= The task =
Would you set down each line of the data below exactly?

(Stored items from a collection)

|---|

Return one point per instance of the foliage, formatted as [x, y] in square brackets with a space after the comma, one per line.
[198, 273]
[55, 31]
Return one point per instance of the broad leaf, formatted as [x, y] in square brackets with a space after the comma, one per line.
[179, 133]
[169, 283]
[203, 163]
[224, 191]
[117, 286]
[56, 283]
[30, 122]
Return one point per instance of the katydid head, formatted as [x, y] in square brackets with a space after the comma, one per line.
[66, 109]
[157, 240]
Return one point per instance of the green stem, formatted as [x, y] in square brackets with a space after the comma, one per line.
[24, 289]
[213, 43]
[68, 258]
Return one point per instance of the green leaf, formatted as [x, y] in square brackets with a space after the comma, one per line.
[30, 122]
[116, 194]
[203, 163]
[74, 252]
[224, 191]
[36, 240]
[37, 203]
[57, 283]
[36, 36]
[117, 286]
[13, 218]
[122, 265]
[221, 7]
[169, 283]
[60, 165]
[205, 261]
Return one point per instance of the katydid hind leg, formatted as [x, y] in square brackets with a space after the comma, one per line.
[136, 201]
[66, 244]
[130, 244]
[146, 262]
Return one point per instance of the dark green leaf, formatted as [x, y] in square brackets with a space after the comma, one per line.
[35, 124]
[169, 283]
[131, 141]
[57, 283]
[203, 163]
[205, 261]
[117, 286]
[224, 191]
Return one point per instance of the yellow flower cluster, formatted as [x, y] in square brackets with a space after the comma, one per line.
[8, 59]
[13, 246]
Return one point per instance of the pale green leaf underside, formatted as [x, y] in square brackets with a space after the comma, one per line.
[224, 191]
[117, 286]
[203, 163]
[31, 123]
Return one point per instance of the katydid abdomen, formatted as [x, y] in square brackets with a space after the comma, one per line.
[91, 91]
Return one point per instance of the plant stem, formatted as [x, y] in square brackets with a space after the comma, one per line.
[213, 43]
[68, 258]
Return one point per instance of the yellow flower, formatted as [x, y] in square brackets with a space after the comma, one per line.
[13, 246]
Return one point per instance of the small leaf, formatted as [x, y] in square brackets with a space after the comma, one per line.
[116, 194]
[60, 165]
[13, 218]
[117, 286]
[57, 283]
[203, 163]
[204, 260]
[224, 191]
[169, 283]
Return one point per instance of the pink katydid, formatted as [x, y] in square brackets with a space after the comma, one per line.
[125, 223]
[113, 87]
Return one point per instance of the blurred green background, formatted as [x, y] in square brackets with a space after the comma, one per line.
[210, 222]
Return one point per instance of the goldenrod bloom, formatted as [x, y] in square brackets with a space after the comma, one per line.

|---|

= Written response =
Return one point per instance of the foliage, formatted as [x, y] in square brackets with a space after the comma, one per line.
[198, 273]
[55, 31]
Return one point per instance of the broad leaf, formatted as [x, y] in square brackets with a space after the comma, one per line.
[179, 133]
[169, 283]
[203, 163]
[224, 191]
[117, 286]
[56, 283]
[30, 122]
Return one point per instance of the katydid head, formatted as [x, y] in square brackets with a space after the comma, one per line.
[66, 109]
[157, 240]
Return one point per instance of the green stem, formatted as [x, y] in square brackets with a space after the comma, one per line.
[24, 289]
[213, 43]
[68, 258]
Return one point per instance of the green leaf, formatted as [x, y] in square brackets with a space after the comma, one per line.
[30, 122]
[116, 194]
[203, 163]
[74, 252]
[224, 191]
[36, 240]
[37, 203]
[57, 283]
[36, 36]
[117, 286]
[13, 218]
[122, 265]
[221, 7]
[169, 283]
[60, 165]
[205, 261]
Return one point per instance of the katydid hind leg, formatted as [x, y] in square brackets with a space after the comma, one per line.
[136, 201]
[66, 244]
[130, 244]
[146, 262]
Return one point per instance of the dark green leaf, formatted as [x, y] in square brackets with a space after the comma, one per line.
[35, 124]
[169, 283]
[131, 141]
[57, 283]
[203, 163]
[205, 261]
[117, 286]
[224, 191]
Return one point per instance of the yellow flower cluster, formatted as [x, y] in square brackets with a space after the comma, one per line.
[8, 59]
[13, 246]
Return one point per instance of the pale green leaf underside, formatted as [x, y] in square brackets with a space after the comma, one per line.
[224, 191]
[117, 286]
[203, 163]
[31, 123]
Return one point per instance of the katydid abdomen, formatted as [x, y] in square brackets with a space after the comma, one per line.
[91, 91]
Return one point per instance of the plant stem, formatted as [x, y] in square brackets with a space after the comma, one per line.
[213, 43]
[68, 258]
Return one point per instance of the yellow flower, formatted as [x, y] in square brackets with a space after the comma, one per line.
[13, 246]
Return one point per instance of the small leaf, formatted as [x, y] in square brackets with a space after the comma, one per line.
[116, 194]
[60, 165]
[13, 218]
[117, 286]
[57, 283]
[203, 163]
[204, 260]
[224, 191]
[169, 283]
Return one point per instance of the pink katydid, formatted as [x, y] in square brackets with a space after the comma, one per line.
[125, 223]
[113, 87]
Return one point per instance of the blurred green background, formatted as [x, y] in square brackets with a space after the comma, one per line.
[210, 222]
Return one point per instance of the goldenrod bloom, formatted as [x, y] in square brackets with a space after the comma, one per line.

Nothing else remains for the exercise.